Set tasks:
(a) In the passage on Iraq war politics, what do the Democrats say the Iraq war does to the greater fight against terrorism?
(b) List every phrase or sentence that the passage on Iraq war politics sets in quotation marks, whether double or single.
(c) Write a continuation of the passage on Iraq war politics that picks up after its last sentence.

Text to read:
··········

Republicans: "The Iraq war is central to the greater fight against terrorism."
And the Democrats latch on: "The Iraq war detracts from the greater fight against terrorism."
So there you go. Iraq and the fight against terrorism -- together once again. And the only thing the American people will hear over and over and over again is: "Iraq and the war on terror... Iraq and the war on terror... Iraq and the war on terror..." The details are easily clouded and thus relatively inconsequential.
This plays perfectly into the overall issue of 'fighting terrorism', the falsely perceived strength of Republicans. And it will be the defining debate for this election cycle. More importantly, Monsieur Rove will continue with his long-time, frightfully successful strategy of taking his opponent's strength (in this case, the Republican's failure in Iraq) and driving it straight through their political heart (In this case, reframing the Iraq War as the central beam supporting the greater "War on Terror".)

··········

Record extracts:

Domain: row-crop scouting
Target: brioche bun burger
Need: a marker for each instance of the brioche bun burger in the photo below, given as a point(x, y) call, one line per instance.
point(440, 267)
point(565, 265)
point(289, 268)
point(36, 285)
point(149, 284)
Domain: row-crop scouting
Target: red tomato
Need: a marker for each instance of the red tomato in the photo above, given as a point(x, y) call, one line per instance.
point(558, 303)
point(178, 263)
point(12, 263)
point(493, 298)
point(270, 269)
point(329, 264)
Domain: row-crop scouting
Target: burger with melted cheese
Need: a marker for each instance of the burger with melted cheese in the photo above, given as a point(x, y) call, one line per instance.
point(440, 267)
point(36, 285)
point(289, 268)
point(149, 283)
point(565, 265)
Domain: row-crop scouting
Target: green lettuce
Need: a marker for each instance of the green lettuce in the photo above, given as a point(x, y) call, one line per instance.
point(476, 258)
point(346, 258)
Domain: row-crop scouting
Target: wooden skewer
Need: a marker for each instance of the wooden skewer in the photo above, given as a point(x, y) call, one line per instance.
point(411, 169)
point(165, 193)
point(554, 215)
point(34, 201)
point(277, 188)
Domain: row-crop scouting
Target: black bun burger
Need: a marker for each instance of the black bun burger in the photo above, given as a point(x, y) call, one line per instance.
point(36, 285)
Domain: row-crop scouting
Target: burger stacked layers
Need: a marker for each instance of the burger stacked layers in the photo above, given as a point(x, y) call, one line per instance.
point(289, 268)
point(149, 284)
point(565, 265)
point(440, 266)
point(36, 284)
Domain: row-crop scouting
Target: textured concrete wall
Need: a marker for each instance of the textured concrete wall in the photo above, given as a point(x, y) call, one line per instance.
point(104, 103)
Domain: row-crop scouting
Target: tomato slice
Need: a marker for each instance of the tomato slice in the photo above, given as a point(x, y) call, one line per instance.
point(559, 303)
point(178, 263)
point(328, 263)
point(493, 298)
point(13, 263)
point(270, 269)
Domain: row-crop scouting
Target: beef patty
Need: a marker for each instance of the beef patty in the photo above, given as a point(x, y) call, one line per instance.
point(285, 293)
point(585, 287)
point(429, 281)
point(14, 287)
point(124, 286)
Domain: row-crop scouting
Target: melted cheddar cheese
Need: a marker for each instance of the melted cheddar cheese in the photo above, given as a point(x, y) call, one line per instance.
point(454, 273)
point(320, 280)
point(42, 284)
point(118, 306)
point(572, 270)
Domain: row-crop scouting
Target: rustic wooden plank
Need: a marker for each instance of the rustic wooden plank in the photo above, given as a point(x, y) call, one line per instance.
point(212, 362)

··········

Answers for this exercise:
(a) It detracts from the greater fight against terrorism.

(b)
- "The Iraq war is central to the greater fight against terrorism."
- "The Iraq war detracts from the greater fight against terrorism."
- "Iraq and the war on terror... Iraq and the war on terror... Iraq and the war on terror..."
- 'fighting terrorism'
- "War on Terror"

(c)
And the Democrats are obliging them by jumping right on board. Of course Dems think they're setting the stage by attacking the Republican's weak spot (Iraq) but instead, they are highlighting and accentuating the Republican frame that the United States is in 'constant peril' and a 'critical state of danger' from various, innumerable, faceless, international 'Islamo-facist' bedevilers.
In short, the Dems are supporting the frame that makes the Republican fear-mongering so damn effective in coercing the American electorate.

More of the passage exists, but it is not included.